▶ [TEXTAUSZUG]
^^^^^^^^
# taz.de -- Gastkommentar zu FDP & Antifaschismus: Widerlich und geschichtsvergessen
       
       > Statt zur Vernunft zu kommen wiederholt der FDP-Fraktionschef seine
       > kruden Thesen. Die Wahrheit ist zu komplex für Sebastian Czaja, meint der
       > Grüne Werner Graf.
       
 (IMG) Bild: Überall sieht Herr Czaja Faschisten: auch bei Demonstranten mit Herz in Chemnitz
       
       Zehntausende Menschen gehen in diesen Tagen [1][in Chemnitz und in vielen
       anderen Städten] auf die Straße gegen Rassismus, gegen Antihumanismus,
       gegen Gewalt und für Demokratie. Sie demonstrieren gegen neue und alte
       Faschisten, die sich immer mehr aus ihrer Deckung trauen und mit Hitlergruß
       und Naziparolen auflaufen. Damit sind sie im besten Sinne des Wortes
       Antifaschisten.
^^^^^^^^
▶ [EINTRÄGE ZUR AUFGABE]
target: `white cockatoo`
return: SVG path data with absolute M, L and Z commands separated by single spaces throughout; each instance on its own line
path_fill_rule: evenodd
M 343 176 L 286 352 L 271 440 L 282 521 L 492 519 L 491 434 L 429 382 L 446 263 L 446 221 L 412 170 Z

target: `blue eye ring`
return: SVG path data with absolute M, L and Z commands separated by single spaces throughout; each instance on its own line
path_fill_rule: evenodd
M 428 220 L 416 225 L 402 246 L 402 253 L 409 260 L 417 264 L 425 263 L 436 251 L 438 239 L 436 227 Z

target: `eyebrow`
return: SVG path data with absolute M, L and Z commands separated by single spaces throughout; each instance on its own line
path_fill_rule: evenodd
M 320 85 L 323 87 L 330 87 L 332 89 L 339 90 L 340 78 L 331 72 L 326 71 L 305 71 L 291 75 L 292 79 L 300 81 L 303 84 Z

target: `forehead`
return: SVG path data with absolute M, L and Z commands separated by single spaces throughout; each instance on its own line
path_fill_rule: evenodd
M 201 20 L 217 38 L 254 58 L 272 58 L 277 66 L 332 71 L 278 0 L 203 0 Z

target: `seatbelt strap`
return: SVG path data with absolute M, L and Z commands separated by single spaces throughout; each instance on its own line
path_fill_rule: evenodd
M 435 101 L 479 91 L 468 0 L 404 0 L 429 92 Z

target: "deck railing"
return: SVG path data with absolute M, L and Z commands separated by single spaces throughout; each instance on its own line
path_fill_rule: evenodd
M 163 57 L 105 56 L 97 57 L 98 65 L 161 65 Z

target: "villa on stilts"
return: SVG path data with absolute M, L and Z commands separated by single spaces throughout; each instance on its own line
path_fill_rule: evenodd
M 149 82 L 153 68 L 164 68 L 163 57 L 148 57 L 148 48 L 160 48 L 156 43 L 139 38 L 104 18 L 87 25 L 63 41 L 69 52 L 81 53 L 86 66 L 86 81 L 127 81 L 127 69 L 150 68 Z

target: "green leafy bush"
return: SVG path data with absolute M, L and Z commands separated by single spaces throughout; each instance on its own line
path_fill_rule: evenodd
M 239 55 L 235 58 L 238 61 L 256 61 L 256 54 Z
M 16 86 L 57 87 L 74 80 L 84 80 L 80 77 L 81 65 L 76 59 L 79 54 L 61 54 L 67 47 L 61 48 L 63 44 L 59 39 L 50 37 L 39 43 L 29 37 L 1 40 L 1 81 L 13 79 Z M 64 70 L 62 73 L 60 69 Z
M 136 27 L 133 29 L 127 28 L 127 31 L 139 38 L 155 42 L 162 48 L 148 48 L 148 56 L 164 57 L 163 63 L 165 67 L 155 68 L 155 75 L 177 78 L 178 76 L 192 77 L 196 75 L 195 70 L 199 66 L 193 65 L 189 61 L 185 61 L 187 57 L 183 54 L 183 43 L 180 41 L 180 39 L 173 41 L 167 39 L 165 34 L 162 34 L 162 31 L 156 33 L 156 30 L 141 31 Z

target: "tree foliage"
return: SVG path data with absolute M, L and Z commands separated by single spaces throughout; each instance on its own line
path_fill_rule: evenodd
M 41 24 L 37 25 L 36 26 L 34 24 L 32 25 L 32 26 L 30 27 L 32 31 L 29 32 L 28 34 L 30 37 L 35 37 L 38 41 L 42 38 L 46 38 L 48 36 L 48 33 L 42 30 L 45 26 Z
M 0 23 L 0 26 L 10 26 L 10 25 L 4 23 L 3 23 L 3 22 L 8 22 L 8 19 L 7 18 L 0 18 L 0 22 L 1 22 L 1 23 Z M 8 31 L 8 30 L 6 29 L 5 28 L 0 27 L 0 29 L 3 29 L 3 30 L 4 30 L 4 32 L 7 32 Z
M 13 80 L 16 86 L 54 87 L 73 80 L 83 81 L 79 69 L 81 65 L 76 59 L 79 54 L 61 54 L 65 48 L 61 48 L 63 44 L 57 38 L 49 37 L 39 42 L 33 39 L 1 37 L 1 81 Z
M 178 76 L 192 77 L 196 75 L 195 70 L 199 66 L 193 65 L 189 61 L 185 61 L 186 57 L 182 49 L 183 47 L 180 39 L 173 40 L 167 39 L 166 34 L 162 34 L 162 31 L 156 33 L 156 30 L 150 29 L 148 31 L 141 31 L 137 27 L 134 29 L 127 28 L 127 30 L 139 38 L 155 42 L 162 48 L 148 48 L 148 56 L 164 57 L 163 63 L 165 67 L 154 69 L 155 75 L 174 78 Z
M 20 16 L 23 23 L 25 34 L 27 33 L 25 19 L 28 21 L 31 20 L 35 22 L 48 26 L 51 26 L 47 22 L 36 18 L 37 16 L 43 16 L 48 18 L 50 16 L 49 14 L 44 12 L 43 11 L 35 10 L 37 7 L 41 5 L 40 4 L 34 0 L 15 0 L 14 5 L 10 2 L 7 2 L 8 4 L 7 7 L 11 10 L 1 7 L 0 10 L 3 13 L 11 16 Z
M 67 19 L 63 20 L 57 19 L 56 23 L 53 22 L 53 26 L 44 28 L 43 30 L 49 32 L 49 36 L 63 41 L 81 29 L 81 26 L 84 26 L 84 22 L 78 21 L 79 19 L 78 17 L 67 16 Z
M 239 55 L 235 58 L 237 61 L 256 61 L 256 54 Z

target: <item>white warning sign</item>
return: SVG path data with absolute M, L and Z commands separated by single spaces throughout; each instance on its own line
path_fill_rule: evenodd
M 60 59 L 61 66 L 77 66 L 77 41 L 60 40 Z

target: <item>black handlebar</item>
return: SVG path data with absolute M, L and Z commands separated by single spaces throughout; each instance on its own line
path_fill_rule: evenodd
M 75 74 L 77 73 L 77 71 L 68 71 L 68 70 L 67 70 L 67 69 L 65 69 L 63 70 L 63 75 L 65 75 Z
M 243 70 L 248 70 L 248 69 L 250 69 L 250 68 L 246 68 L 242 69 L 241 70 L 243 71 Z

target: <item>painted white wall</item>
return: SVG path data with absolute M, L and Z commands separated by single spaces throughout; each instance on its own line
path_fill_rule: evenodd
^^^^^^^^
▶ [AUFGABEN]
**a)** Wiederhole bitte wortgetreu den Abschnitt der Einträge von der Zeile, die „target: <item>black handlebar</item>“ enthält, bis zum Ende der Einträge, beide Grenzen eingeschlossen.
**b)** Führe den Gastkommentar zu FDP und Antifaschismus nach seinem letzten Satz weiter.
Der Gastkommentar und die Einträge stammen aus verschiedenen Quellen.

▶ [ANTWORTEN]
**a)**
target: <item>black handlebar</item>
return: SVG path data with absolute M, L and Z commands separated by single spaces throughout; each instance on its own line
path_fill_rule: evenodd
M 75 74 L 77 73 L 77 71 L 68 71 L 68 70 L 67 70 L 67 69 L 65 69 L 63 70 L 63 75 L 65 75 Z
M 243 70 L 248 70 L 248 69 L 250 69 L 250 68 L 246 68 L 242 69 L 241 70 L 243 71 Z

target: <item>painted white wall</item>
return: SVG path data with absolute M, L and Z commands separated by single spaces throughout; each instance on its own line
path_fill_rule: evenodd

**b)**
       
       Ausgerechnet in dieser Situation verteidigt Sebastian Czaja, Fraktionschef
       der Berliner FDP, in einem [2][Gastbeitrag] am Montag in der Berliner
       Morgenpost seinen Tweet aus der vergangenen Woche, wonach Antifaschisten
       auch Faschisten seien. Überschrift: „Feuer löscht man am besten mit Wasser,
       nicht mit Feuer.“ Das ist widerlich und geschichtsvergessen zugleich!
       
       Es ist geschichtsvergessen, da Czaja Menschen, die unter Einsatz ihres
       Lebens gegen Mussolini oder Hitler gekämpft haben, auf eine Stufe mit
       diesen Menschenfeinden, mit diesen Mördern und Schlächtern stellt. Der
       Ursprung des Worts Antifaschismus liegt in den 1920er Jahren und
       bezeichnete die Personen, die gegen faschistische diktatorische Regime
       kämpften. Für Herrn Czaja sind Sophie Scholl und Willy Brandt Faschisten.
       Anders kann ich seinen Satz nicht lesen.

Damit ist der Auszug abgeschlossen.